**Source document:**
--- START ---
OKLAHOMA CITY - Jimi Scott, 15, was diagnosed with autism spectrum disorder when he was 3-years-old.
"It was mostly those subtle little signs of delayed speech and being social amongst his peers. He wanted to hide off,” Emily Scott, Jimi's mother, said.
Jimi couldn't speak until he was almost 5-years-old, but other symptoms of the disorder include sensitivity to loud sounds and other profound mental delays.
A new study by the CDC finds an increase in children being diagnosed with autism from 1 in 68 to 1 in 59.
The finding is based on groups of 8-year-olds living in 11 communities across the nation in 2014. Experts attribute some of the increase to better detection among minorities.
"We're probably missing some of the children in our under-served communities and now that gap between non-Hispanic white and non-Hispanic black children has decreased,” Dr. Bonnie McBride, director of the Oklahoma Autism Center, said.
Dr. McBride believes this study also proves more resources are needed for families who have children with autism.
"What we used to think of it as a low incidence disability, it is really no longer a low incidence disability and we need to move forward with funding appropriately," she said.
She says Oklahoma has a shortage of professionals who can give an early diagnosis.
--- END ---
**The data:**
--- START ---
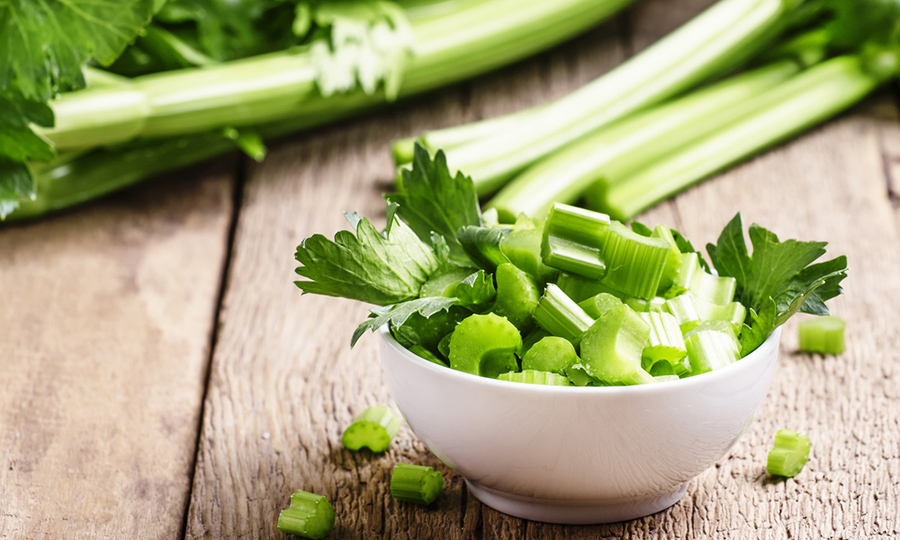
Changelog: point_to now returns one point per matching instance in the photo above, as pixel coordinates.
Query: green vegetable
(485, 345)
(530, 376)
(823, 335)
(550, 354)
(789, 453)
(309, 516)
(416, 483)
(374, 429)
--- END ---
**Directions for this task:**
Please pick up the news story on rising autism diagnoses after its last sentence and continue it. This data comes from a separate source.

**Result:**
It's one of the reasons the Oklahoma Autism Center was started. Their programs focus on early detection, connecting families with resources and training professionals on supporting children with autism.
Adrienne Christner’s 5-year-old daughter, Lilith, is receiving intensive intervention classes at the Oklahoma Autism Center.
"Almost everything in our daily lives we have to model for her, show her and then she learns it," Christner said.
Dr. McBride says the earlier we can give children treatment, the better off they will be as adults.
"I think it's really going to reach crisis proportions because we do have these children growing up, and with 1 in 59, we're going to need to address that more effectively," Dr. McBride said.
In 2016, Gov. Mary Fallin signed an autism insurance bill into law, which prevents state regulated health insurers from excluding certain treatments for children with autism.